Document =
+-------+

Thursday, March 6, 2008

Women in Henry V

Henry V. Dir. Kenneth Branagh. Perf. Kenneth Branagh, Emma Thompson, and Judi Dench. 1989. DVD. MGM, 2000.

Of the many astonishing moments in Branagh’s Henry V, this one is striking, particularly as it serves as an example of the way implicit meaning works in a film.

The moment is about two-thirds of the way through the post-battle Non Nobis scene (cf. the clip below). A following shot takes us, with Henry, through the battlefield. As the Non Nobis swells, we see various and sundry effects of the battle—the dead Nym, the dead York, the living Dauphin, and good old Montjoy.

But, while he approaches Montjoy, a group of women approach him from a distant plane. They’re shouting (but no one can hear anything over the swelling strings and, at that point, French horns (Ha! French horns right there!) of the Non Nobis). Monjoy intercepts them, and Henry makes his weary way up the battlefield.

+-------+

What is needed =
According to the post on women in Henry V, who intercepts the group of women who approach Henry on the battlefield?

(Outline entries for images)
+-------+

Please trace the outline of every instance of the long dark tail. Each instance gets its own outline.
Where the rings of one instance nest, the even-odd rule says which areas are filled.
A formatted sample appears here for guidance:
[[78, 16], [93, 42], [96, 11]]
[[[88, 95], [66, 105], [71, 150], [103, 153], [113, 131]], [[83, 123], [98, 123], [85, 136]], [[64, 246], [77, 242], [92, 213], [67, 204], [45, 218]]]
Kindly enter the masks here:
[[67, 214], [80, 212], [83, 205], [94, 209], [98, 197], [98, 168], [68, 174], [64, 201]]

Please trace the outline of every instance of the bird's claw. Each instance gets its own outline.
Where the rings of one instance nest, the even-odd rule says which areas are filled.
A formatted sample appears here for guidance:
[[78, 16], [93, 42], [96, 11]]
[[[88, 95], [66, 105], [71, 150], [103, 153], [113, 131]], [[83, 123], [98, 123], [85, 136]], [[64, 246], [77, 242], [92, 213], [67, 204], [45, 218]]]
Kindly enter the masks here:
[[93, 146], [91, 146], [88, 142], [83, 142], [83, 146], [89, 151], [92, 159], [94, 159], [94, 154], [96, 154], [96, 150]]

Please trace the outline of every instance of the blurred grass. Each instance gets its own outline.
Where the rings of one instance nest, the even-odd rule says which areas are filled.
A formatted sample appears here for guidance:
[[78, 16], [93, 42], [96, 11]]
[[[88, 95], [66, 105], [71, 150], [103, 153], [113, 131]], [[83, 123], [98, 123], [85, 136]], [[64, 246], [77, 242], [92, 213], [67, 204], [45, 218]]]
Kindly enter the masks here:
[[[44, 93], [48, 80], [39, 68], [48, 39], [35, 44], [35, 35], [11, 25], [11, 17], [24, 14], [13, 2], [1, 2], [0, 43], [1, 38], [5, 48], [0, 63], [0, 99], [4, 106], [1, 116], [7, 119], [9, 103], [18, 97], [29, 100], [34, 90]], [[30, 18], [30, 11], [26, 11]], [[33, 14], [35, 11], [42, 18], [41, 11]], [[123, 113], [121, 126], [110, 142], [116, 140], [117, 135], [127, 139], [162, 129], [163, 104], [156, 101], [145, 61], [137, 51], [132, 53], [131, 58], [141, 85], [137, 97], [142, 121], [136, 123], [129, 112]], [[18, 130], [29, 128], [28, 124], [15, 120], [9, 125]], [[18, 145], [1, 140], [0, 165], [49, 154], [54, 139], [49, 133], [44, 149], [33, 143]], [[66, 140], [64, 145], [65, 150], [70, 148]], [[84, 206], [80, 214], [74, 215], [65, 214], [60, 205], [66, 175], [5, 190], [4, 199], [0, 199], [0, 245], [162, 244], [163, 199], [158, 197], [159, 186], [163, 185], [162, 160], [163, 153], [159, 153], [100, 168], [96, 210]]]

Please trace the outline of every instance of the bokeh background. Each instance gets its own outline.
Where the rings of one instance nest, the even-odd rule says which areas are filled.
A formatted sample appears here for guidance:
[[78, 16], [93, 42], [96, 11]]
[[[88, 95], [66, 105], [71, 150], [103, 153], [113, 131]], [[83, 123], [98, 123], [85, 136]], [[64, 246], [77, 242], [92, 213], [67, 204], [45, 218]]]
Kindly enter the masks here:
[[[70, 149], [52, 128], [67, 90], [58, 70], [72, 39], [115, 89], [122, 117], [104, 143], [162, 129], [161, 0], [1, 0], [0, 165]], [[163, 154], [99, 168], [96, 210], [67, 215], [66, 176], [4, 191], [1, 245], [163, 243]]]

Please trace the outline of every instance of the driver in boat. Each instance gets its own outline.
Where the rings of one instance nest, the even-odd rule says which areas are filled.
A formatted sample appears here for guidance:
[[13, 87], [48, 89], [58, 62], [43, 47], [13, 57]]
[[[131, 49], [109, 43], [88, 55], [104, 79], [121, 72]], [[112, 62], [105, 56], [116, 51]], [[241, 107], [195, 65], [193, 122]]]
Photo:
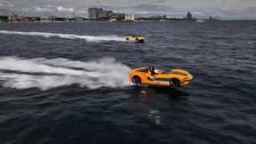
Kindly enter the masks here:
[[149, 67], [149, 73], [153, 77], [155, 77], [155, 75], [162, 74], [163, 71], [156, 69], [155, 67]]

+-------+

Full answer =
Montjoy